Entries shown
┄┄┄┄┄┄┄┄┄┄
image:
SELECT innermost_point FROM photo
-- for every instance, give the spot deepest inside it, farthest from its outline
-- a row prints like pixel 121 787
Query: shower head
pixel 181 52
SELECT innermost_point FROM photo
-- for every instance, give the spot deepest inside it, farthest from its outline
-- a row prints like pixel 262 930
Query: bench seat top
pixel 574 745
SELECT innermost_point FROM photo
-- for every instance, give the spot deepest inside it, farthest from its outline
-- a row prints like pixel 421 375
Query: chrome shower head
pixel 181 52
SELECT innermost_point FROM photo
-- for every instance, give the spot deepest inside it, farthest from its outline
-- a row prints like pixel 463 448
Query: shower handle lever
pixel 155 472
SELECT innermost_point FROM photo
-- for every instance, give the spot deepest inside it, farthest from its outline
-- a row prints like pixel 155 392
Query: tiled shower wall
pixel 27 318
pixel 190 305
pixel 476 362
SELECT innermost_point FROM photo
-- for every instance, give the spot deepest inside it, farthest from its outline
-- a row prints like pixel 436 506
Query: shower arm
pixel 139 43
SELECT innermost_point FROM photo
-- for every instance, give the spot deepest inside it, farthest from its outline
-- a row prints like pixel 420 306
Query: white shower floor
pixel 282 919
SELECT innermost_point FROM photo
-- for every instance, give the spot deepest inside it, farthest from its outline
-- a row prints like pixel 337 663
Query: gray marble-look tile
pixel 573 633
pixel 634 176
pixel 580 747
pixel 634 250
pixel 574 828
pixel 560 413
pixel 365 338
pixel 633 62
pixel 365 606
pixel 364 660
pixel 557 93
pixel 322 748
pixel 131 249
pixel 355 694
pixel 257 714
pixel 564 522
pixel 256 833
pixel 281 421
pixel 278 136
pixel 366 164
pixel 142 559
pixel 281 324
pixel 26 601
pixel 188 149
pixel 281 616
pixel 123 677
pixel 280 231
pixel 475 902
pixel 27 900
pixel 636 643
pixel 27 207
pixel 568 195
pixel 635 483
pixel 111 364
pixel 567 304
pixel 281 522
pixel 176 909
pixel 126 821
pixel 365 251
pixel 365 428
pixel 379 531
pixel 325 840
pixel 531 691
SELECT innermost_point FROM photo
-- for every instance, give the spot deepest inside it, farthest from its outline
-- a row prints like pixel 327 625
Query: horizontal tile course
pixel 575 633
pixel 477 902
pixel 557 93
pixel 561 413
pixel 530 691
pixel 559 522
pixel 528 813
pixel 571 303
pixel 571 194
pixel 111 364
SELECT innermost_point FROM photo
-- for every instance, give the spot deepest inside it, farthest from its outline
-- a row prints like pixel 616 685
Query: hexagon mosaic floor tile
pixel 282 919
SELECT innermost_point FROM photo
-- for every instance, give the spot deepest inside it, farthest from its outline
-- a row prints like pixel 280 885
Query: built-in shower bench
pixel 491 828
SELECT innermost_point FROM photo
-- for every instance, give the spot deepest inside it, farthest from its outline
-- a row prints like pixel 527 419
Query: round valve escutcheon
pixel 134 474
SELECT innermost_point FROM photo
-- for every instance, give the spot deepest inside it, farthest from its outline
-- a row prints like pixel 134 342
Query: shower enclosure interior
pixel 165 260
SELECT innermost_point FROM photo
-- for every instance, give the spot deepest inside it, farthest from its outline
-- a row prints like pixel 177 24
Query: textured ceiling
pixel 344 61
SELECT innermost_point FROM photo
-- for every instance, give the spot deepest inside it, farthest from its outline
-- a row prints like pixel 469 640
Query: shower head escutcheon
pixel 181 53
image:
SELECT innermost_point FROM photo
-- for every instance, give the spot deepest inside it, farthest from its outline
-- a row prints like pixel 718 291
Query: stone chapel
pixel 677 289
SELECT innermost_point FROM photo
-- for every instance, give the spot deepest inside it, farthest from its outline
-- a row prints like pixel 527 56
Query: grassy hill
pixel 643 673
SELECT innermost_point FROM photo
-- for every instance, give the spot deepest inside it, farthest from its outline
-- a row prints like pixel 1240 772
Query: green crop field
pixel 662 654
┄┄┄┄┄┄┄┄┄┄
Work to do
Reproduce all of the rows above, changing every "outline" to "boundary" and keeping everything else the same.

Written reply
image:
SELECT innermost_point FROM photo
-- for every instance, give the spot deepest inside it, farthest from its boundary
-- a row prints like pixel 121 787
Query: shower head
pixel 181 52
SELECT innermost_point FROM photo
-- for every instance, give the spot deepest inside it, farthest from its boundary
-- a row prints like pixel 262 930
Query: bench seat top
pixel 574 745
SELECT innermost_point FROM photo
-- for every instance, give the spot deepest inside it, farthest from its boundary
-- a row prints like pixel 421 375
Query: chrome shower head
pixel 181 52
SELECT innermost_point FROM photo
-- for every instance, give the spot deepest inside it, farthest from its boundary
-- a row prints like pixel 463 448
Query: shower handle lever
pixel 155 472
SELECT innermost_point FROM photo
-- for every instance, give the spot deepest inside it, farthest from its boundary
-- a row prints like pixel 155 392
Query: tiled shower wall
pixel 27 318
pixel 190 305
pixel 476 362
SELECT innermost_point FROM photo
-- for every instance, give the spot deepest inside it, farthest from its boundary
-- a row prints like pixel 436 506
Query: shower arm
pixel 139 43
SELECT innermost_point FROM photo
-- for every instance, give the spot deepest inside it, farthest from its boundary
-- a row prints like pixel 420 306
Query: white shower floor
pixel 282 919
SELECT innermost_point FROM photo
-- for every instance, give the spot deepest inside it, farthest from its boundary
-- a row prints like pixel 337 663
Query: gray marble-look tile
pixel 573 633
pixel 634 176
pixel 580 747
pixel 634 250
pixel 574 828
pixel 560 413
pixel 365 338
pixel 633 62
pixel 365 606
pixel 364 660
pixel 557 93
pixel 322 748
pixel 131 249
pixel 355 694
pixel 257 714
pixel 564 522
pixel 256 833
pixel 281 421
pixel 278 136
pixel 366 164
pixel 142 559
pixel 281 324
pixel 26 601
pixel 188 149
pixel 281 616
pixel 123 677
pixel 280 231
pixel 475 902
pixel 27 900
pixel 636 643
pixel 27 207
pixel 568 195
pixel 635 483
pixel 111 364
pixel 567 304
pixel 281 522
pixel 176 909
pixel 126 821
pixel 365 251
pixel 365 428
pixel 379 531
pixel 325 840
pixel 531 691
SELECT innermost_point FROM photo
-- for every instance, give the spot deepest inside it, farthest from its boundary
-- a row prints like pixel 327 625
Query: horizontal tile course
pixel 575 633
pixel 477 902
pixel 557 93
pixel 561 413
pixel 530 691
pixel 559 522
pixel 528 813
pixel 571 303
pixel 571 194
pixel 111 364
SELECT innermost_point FROM photo
-- for every instance, give the spot deepest inside it, farthest from its boundary
-- a row prints like pixel 616 685
Query: hexagon mosaic floor tile
pixel 282 919
SELECT innermost_point FROM photo
-- for every instance, give the spot deepest inside it, farthest from its boundary
-- a row prints like pixel 280 885
Query: built-in shower bench
pixel 491 828
SELECT innermost_point FROM photo
-- for every instance, give the spot deepest inside it, farthest from its boundary
-- a row prints like pixel 527 419
Query: round valve escutcheon
pixel 134 474
SELECT innermost_point FROM photo
-- for every instance, give the spot deepest inside it, farthest from its boundary
-- a row prints like pixel 134 342
Query: shower enclosure interior
pixel 165 260
SELECT innermost_point FROM photo
-- for every instance, give the spot deepest inside it, farthest from its boundary
-- a row prints like pixel 177 24
Query: textured ceiling
pixel 344 61
SELECT innermost_point FROM photo
-- for every instance, give the spot deepest inside it, farthest from its boundary
-- a row prints like pixel 469 640
Query: shower head escutcheon
pixel 181 53
image:
SELECT innermost_point FROM photo
-- for every instance, give the spot deepest inside it, farthest from its boundary
-- a row prints like pixel 718 291
Query: stone chapel
pixel 677 289
SELECT innermost_point FROM photo
-- for every instance, give the spot deepest inside it, farthest from its boundary
-- a row prints like pixel 527 56
Query: grassy hill
pixel 643 673
SELECT innermost_point FROM photo
-- for every instance, give the spot deepest inside it, farthest from its boundary
-- a row prints like pixel 1240 772
Query: green crop field
pixel 662 654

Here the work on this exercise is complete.